Task prompt » All lines of the material that contain "panda" must be copied out.

▬▬▬▬▬▬

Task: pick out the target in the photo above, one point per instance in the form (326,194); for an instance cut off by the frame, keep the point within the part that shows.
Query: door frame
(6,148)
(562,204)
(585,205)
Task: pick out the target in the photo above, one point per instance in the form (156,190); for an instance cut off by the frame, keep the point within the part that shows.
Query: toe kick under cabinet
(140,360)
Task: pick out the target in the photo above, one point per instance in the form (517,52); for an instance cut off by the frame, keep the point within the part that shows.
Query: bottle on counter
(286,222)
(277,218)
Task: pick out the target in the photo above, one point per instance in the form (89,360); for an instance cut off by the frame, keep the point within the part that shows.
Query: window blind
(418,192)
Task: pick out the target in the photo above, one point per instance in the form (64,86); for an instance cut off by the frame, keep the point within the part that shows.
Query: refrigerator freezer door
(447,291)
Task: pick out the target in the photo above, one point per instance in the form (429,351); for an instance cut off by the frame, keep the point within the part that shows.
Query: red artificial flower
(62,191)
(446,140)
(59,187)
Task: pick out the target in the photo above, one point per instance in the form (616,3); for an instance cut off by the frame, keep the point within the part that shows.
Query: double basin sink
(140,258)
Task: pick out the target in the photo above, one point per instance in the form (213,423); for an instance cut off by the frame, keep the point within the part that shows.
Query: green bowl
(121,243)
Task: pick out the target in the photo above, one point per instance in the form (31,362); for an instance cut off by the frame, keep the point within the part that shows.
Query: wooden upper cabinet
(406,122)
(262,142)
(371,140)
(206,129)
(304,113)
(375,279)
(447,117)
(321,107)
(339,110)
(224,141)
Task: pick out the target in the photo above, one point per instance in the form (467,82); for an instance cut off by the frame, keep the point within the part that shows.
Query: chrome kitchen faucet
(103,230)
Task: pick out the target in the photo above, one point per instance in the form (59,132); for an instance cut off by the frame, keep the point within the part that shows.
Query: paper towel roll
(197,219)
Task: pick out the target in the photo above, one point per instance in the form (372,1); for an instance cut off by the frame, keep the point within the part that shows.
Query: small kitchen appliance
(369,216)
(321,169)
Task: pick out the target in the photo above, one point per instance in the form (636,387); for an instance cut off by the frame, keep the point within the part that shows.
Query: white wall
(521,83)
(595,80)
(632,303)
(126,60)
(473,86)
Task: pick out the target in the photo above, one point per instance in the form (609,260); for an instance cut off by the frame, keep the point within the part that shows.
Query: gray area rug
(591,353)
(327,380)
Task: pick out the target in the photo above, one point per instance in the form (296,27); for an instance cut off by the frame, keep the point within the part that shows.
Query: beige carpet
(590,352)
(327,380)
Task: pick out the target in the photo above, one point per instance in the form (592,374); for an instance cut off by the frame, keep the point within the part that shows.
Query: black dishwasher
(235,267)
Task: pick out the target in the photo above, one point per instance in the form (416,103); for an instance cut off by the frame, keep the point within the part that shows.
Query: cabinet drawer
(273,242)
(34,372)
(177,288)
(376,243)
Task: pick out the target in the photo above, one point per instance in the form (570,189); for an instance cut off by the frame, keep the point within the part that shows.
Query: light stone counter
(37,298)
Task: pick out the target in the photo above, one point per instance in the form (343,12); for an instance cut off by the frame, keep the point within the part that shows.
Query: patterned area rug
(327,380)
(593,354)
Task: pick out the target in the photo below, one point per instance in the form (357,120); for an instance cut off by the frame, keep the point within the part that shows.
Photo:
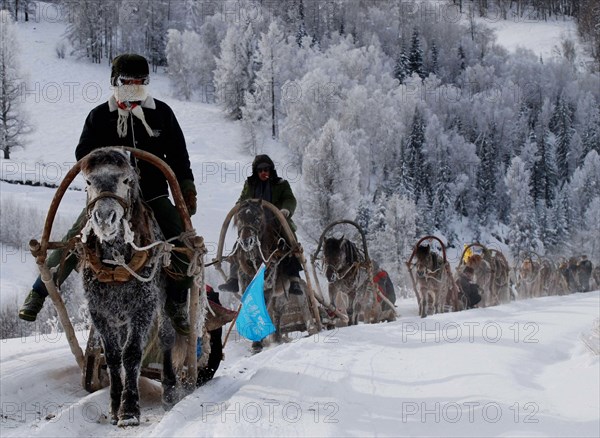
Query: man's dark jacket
(100,129)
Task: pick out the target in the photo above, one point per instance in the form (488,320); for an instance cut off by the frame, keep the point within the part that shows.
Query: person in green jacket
(132,117)
(264,183)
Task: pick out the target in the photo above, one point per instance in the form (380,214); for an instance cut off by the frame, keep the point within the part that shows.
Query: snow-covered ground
(514,370)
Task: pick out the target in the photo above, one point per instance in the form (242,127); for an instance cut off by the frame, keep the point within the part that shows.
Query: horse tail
(179,351)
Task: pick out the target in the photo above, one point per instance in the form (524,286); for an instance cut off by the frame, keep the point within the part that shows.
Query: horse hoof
(128,420)
(257,347)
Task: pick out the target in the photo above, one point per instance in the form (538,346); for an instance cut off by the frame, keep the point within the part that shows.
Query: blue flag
(253,321)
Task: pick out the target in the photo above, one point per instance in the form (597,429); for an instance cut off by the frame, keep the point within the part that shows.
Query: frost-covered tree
(13,123)
(330,174)
(486,176)
(561,126)
(402,65)
(183,52)
(415,57)
(274,54)
(523,229)
(235,69)
(417,167)
(391,244)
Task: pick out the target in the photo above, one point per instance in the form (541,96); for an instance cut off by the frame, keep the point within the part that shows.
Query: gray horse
(123,300)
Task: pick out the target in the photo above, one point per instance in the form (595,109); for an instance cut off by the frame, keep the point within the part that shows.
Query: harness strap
(118,274)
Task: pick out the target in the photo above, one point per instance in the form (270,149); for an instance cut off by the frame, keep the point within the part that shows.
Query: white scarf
(124,94)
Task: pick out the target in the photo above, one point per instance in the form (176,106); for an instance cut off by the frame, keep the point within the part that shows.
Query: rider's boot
(34,302)
(295,288)
(178,314)
(231,285)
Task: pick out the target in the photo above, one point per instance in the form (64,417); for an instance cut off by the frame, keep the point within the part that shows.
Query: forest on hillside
(406,116)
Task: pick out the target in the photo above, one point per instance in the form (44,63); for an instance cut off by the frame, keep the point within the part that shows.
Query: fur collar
(148,102)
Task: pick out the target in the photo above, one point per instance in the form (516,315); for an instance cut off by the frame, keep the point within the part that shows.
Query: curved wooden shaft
(40,249)
(468,247)
(419,243)
(74,171)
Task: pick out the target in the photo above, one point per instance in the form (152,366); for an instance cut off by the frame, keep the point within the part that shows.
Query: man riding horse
(264,183)
(132,117)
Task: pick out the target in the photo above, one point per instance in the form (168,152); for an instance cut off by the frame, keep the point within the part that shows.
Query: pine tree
(13,124)
(434,59)
(561,126)
(331,174)
(235,69)
(523,230)
(417,168)
(402,66)
(415,57)
(543,177)
(486,176)
(462,58)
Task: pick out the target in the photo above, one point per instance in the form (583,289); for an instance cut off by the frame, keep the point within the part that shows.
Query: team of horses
(497,282)
(124,280)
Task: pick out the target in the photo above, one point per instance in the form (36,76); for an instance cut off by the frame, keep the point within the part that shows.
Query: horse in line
(123,306)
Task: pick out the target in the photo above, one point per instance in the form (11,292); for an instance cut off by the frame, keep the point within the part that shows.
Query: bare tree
(12,120)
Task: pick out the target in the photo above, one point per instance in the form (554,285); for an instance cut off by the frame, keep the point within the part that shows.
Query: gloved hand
(190,202)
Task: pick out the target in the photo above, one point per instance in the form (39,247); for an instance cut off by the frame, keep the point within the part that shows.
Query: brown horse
(433,284)
(261,240)
(351,288)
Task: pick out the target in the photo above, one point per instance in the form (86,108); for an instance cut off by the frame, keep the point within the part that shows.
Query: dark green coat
(281,195)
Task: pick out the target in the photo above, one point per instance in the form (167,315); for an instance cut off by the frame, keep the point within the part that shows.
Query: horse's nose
(106,217)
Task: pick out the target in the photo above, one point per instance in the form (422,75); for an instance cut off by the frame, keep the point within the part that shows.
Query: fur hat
(129,66)
(263,159)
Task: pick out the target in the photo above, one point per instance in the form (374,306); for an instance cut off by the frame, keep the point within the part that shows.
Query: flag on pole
(253,321)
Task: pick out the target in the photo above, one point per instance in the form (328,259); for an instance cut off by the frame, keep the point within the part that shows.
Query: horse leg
(167,337)
(112,353)
(129,414)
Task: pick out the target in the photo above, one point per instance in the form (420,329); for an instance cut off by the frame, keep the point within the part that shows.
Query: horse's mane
(141,213)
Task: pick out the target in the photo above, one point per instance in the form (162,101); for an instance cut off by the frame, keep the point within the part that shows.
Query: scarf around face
(126,97)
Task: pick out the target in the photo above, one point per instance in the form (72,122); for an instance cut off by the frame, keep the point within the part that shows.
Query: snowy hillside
(512,370)
(519,369)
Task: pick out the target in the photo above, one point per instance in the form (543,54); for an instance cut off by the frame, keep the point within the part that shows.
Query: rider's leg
(171,225)
(35,299)
(291,267)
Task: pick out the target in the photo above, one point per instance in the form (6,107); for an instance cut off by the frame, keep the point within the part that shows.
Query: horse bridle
(103,195)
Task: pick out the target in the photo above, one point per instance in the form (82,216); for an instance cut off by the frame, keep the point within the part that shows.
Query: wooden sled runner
(353,294)
(290,317)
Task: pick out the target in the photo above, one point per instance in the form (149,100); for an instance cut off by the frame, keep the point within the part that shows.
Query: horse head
(112,188)
(424,260)
(339,256)
(251,223)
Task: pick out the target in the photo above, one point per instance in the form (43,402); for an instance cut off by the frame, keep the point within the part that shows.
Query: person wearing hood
(264,183)
(132,117)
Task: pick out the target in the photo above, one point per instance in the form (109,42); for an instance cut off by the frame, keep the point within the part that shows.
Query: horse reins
(104,195)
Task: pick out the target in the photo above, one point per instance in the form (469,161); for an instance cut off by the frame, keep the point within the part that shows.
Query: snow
(513,370)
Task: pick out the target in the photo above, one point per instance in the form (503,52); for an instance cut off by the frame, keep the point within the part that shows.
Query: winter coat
(100,129)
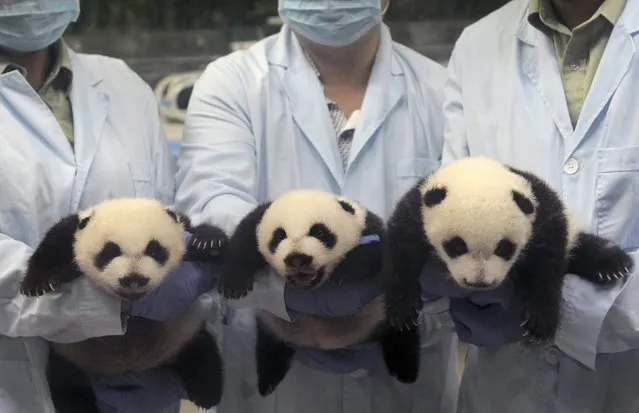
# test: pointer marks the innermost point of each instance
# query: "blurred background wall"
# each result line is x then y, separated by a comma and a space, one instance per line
169, 42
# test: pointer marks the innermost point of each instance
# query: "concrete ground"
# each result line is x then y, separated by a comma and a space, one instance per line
189, 408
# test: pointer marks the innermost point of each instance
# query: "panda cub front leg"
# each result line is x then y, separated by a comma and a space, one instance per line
598, 260
242, 258
538, 282
273, 360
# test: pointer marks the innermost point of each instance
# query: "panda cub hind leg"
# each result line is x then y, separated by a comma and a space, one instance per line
199, 366
400, 349
273, 360
598, 260
538, 283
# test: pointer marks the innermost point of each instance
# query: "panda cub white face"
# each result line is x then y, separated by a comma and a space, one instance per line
478, 215
305, 234
128, 246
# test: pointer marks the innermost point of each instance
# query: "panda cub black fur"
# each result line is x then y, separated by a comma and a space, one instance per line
311, 237
127, 247
487, 221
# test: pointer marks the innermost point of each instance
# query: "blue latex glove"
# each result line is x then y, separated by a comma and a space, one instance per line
332, 300
484, 318
151, 391
178, 291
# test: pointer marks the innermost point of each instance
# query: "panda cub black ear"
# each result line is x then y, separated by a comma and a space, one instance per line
523, 203
180, 219
84, 222
347, 207
434, 196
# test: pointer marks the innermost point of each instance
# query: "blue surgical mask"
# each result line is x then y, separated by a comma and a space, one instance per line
30, 25
333, 23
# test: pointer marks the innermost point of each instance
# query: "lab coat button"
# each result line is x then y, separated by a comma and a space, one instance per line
552, 356
358, 373
571, 166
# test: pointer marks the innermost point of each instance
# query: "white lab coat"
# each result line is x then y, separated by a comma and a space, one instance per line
505, 100
119, 151
257, 126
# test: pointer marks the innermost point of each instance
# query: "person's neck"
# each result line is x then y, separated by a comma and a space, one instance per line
572, 13
349, 65
35, 63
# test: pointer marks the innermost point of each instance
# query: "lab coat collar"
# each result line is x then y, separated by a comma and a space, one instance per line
307, 101
90, 104
538, 61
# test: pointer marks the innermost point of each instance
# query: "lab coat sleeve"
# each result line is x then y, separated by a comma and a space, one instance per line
217, 176
455, 135
77, 311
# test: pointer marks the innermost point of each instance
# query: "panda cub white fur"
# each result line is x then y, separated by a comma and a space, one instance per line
128, 247
312, 237
486, 222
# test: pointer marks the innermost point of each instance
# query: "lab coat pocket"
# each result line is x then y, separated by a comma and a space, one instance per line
618, 195
409, 171
18, 391
142, 182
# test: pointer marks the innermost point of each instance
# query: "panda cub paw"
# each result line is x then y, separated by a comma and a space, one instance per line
599, 260
206, 244
403, 305
538, 328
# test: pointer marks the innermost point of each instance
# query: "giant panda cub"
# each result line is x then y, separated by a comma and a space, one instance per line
488, 222
127, 247
311, 237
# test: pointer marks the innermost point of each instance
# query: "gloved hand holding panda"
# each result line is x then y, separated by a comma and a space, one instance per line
129, 248
493, 227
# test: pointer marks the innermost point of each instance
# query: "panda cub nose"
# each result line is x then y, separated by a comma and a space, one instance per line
297, 260
134, 281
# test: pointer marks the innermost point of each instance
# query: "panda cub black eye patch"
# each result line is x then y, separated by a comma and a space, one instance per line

▬▬▬▬▬▬

Exercise answer »
# query: "panda cub front leg"
# query: "panda cub hind leg"
# query: "panda cub white face"
# query: "panda cub black fur"
# query: "panda cub black ear"
# query: "panda cub white fur"
# query: "panda cub paw"
# query: "giant panda cub"
# query: "gloved hand holding panda"
# query: "panda cub nose"
# query: "panda cub black eye patch"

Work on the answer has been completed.